** Begin **
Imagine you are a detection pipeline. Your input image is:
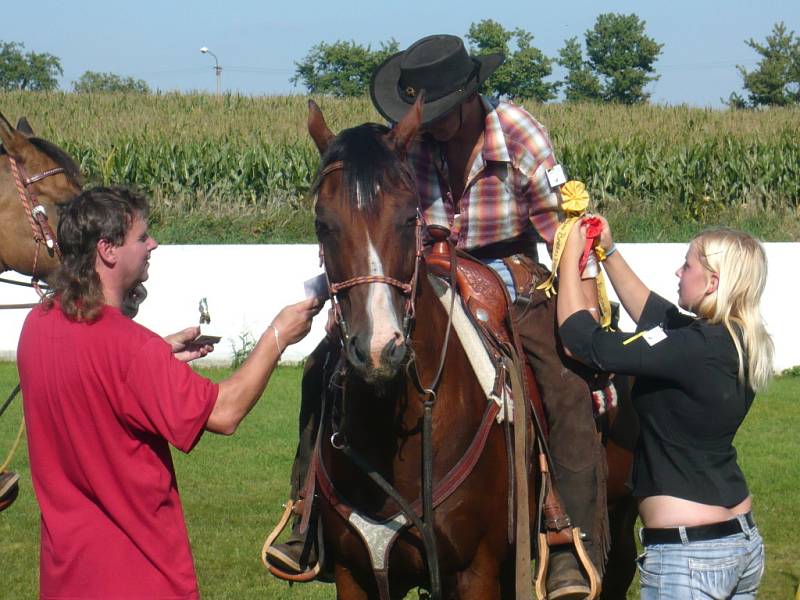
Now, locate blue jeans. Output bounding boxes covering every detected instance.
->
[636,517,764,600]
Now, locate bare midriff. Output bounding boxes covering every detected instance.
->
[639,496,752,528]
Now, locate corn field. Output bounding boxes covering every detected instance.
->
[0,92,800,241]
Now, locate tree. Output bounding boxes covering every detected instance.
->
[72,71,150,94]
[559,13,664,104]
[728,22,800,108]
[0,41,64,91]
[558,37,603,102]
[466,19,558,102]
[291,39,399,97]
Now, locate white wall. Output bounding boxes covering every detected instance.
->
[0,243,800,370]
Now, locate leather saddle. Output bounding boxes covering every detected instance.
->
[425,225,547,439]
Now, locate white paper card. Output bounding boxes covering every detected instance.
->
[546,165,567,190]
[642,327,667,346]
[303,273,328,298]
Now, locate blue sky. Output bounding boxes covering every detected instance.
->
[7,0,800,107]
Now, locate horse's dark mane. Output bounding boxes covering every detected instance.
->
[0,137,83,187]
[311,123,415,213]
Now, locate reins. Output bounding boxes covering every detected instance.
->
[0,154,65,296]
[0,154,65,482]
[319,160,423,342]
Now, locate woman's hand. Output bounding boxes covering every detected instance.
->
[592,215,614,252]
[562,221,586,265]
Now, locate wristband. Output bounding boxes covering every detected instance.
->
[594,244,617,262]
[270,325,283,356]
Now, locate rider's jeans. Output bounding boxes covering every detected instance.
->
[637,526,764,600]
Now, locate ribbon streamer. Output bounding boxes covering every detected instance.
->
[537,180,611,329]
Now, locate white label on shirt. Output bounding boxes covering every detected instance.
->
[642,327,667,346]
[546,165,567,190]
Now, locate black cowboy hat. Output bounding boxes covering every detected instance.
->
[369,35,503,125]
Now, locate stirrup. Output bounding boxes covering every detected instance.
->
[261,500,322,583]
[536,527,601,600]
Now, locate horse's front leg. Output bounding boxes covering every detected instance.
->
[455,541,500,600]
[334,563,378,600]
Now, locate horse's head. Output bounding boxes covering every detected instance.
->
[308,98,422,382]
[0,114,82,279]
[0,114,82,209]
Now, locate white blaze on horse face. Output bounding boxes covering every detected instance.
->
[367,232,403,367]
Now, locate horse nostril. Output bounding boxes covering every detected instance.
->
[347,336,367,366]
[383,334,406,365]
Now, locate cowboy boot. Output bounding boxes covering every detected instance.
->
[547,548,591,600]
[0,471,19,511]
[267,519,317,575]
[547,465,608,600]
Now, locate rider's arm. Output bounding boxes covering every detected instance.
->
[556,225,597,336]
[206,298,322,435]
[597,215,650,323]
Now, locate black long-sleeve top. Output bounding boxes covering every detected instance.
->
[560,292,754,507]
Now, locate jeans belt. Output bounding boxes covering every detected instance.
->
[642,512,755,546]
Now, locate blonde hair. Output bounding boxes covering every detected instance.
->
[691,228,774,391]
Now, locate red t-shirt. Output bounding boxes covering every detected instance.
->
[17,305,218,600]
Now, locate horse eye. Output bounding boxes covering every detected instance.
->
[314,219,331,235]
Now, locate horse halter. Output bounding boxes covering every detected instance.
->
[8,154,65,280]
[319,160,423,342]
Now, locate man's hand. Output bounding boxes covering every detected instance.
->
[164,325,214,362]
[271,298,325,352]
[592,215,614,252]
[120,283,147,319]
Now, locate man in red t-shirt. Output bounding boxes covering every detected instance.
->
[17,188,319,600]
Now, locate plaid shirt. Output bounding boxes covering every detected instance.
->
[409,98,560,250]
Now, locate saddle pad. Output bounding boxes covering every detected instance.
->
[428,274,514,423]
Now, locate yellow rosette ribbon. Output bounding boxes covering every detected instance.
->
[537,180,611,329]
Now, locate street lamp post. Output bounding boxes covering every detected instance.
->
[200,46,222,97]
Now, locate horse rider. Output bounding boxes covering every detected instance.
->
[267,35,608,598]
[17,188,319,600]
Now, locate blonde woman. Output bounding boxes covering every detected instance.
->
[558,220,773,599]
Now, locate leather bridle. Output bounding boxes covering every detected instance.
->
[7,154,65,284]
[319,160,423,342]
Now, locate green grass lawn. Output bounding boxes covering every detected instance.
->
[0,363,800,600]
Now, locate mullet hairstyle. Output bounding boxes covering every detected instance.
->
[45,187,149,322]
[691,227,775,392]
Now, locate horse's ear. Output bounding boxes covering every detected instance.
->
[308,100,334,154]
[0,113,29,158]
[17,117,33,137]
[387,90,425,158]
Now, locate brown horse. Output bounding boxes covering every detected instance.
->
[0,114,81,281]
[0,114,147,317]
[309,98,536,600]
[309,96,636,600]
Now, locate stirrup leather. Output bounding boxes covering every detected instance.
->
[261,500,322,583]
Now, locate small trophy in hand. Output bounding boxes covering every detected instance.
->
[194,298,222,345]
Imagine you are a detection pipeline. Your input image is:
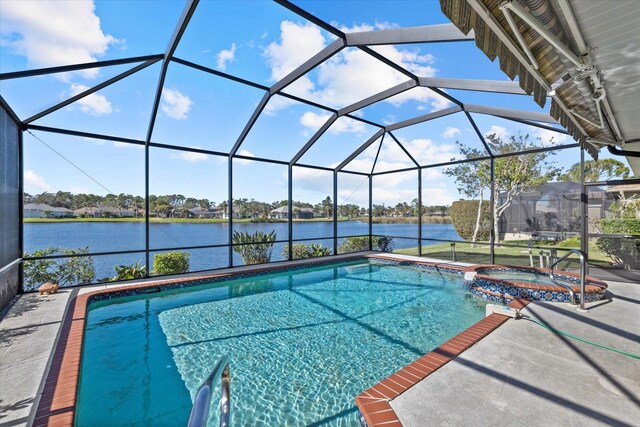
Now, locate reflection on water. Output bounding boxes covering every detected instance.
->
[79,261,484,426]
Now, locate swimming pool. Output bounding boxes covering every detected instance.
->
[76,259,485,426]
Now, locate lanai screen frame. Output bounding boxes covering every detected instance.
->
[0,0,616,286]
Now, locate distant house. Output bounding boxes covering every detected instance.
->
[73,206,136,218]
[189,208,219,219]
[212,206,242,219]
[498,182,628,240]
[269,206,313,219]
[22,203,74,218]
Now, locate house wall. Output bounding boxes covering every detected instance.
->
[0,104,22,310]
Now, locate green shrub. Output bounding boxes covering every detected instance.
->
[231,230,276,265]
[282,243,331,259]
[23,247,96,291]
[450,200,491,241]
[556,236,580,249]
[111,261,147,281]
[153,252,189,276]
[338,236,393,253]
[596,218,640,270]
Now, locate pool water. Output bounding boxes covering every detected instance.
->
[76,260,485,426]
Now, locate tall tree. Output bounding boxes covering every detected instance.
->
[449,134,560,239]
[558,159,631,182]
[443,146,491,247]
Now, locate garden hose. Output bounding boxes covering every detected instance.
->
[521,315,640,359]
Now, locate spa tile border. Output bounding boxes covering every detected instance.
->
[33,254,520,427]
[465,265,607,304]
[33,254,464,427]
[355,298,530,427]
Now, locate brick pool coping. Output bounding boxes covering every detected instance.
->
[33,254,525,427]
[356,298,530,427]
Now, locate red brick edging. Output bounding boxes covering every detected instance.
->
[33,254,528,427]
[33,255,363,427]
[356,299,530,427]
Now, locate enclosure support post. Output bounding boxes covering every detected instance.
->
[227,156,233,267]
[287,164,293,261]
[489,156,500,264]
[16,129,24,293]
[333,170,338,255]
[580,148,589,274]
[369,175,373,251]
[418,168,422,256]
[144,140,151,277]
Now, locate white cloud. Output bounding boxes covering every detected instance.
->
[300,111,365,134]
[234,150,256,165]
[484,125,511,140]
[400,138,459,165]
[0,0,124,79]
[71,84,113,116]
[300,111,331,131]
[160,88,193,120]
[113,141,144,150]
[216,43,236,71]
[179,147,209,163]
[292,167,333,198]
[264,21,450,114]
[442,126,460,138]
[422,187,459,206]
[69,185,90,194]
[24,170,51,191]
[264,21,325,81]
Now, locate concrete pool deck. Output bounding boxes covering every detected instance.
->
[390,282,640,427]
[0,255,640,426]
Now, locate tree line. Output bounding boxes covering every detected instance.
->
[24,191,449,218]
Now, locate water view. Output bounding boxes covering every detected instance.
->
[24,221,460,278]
** End **
** Begin **
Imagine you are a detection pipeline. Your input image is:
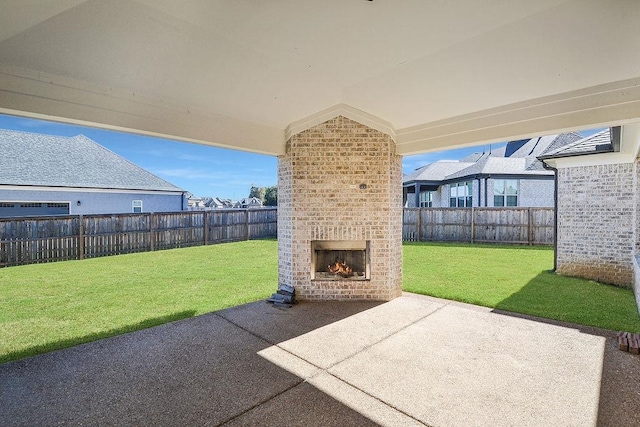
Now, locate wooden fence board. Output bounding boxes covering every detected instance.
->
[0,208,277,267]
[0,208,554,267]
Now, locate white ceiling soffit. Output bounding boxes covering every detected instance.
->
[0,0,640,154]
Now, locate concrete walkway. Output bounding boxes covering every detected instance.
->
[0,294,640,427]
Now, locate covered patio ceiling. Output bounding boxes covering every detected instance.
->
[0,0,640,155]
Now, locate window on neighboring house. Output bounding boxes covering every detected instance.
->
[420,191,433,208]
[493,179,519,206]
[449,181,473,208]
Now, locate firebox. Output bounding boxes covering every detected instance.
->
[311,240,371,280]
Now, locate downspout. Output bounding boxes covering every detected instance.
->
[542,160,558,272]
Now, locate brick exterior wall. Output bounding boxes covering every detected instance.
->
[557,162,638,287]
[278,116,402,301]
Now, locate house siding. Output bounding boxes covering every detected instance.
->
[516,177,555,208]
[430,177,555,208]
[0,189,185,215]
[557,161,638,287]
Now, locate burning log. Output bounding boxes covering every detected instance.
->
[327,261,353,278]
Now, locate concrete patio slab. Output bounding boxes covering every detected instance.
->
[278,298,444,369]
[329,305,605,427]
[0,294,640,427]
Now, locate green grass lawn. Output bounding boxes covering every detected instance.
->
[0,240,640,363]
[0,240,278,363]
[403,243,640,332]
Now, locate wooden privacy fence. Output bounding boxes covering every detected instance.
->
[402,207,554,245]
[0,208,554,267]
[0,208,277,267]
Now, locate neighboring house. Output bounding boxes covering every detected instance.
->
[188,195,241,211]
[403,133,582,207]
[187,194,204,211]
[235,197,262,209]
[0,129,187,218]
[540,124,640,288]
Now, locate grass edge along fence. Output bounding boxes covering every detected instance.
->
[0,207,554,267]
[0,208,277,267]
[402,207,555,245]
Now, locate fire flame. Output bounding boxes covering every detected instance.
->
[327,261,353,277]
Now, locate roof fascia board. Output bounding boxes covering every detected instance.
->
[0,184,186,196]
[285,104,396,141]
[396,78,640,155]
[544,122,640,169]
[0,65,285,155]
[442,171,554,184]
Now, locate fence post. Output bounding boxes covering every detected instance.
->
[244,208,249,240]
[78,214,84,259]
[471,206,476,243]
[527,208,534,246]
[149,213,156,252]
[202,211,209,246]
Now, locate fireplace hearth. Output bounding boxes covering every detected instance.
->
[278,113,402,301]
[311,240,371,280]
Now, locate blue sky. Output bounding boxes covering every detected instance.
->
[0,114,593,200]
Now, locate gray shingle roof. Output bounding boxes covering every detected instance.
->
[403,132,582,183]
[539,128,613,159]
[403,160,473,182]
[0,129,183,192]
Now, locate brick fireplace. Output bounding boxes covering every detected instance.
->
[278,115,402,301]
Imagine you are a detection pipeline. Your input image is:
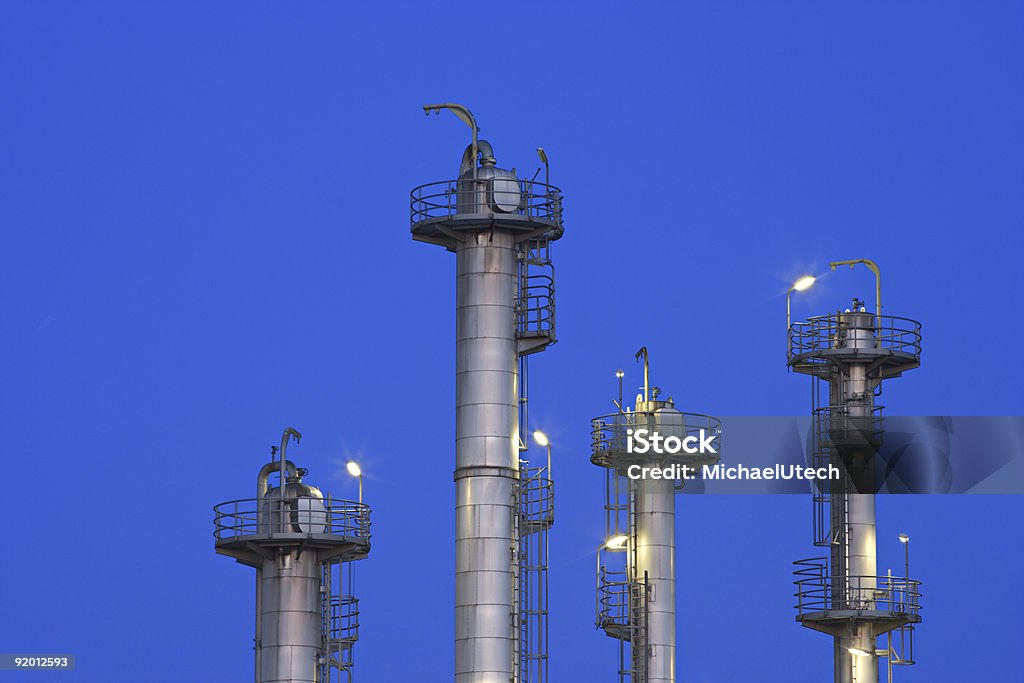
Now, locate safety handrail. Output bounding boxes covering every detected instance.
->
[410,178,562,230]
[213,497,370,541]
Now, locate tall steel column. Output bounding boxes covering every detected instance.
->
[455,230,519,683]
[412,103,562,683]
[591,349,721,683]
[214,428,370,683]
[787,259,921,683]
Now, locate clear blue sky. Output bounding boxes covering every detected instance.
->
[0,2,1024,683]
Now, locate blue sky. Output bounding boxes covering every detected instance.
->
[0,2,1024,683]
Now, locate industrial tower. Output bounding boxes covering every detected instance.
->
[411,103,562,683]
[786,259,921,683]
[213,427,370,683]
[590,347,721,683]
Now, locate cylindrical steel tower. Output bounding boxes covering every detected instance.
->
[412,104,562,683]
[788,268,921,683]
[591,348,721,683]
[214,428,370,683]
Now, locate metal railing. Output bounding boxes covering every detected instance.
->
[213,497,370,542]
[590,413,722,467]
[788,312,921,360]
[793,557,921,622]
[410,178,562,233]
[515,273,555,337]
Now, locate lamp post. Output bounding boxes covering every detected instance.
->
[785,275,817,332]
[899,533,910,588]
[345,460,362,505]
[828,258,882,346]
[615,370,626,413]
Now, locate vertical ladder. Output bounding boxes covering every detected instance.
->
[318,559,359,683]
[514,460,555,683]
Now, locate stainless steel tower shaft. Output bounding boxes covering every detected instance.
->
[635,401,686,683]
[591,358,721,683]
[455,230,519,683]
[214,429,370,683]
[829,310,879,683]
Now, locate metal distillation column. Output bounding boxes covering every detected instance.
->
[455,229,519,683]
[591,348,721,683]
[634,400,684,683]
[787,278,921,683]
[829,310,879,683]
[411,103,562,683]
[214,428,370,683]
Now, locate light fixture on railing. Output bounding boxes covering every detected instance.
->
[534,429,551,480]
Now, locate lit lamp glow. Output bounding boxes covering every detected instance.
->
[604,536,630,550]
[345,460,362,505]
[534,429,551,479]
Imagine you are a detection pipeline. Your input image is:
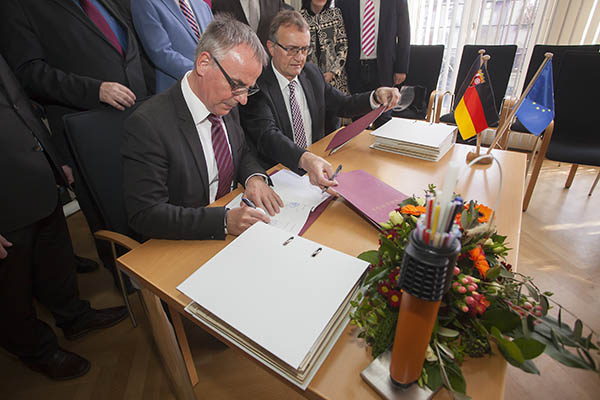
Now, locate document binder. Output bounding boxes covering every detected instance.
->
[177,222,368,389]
** End **
§ **Set problem**:
Reproduce the rows from the line containing "Now, locate spa" up to and including the line containing "[356,299,530,427]", substituting "stone" for "brick" and leaving everything else unchanged.

§ **Worked solution**:
Now, locate spa tile border. Output bounding boxes covering every detected instance.
->
[33,254,520,427]
[465,265,607,304]
[33,254,464,427]
[355,298,530,427]
Now, locate stone pool coping. Output bounding boxes covering every detected instance.
->
[33,254,525,427]
[356,298,530,427]
Now, locate red stone edging. Output bounding boxes covering every detected instance.
->
[33,254,528,427]
[33,255,363,427]
[356,299,530,427]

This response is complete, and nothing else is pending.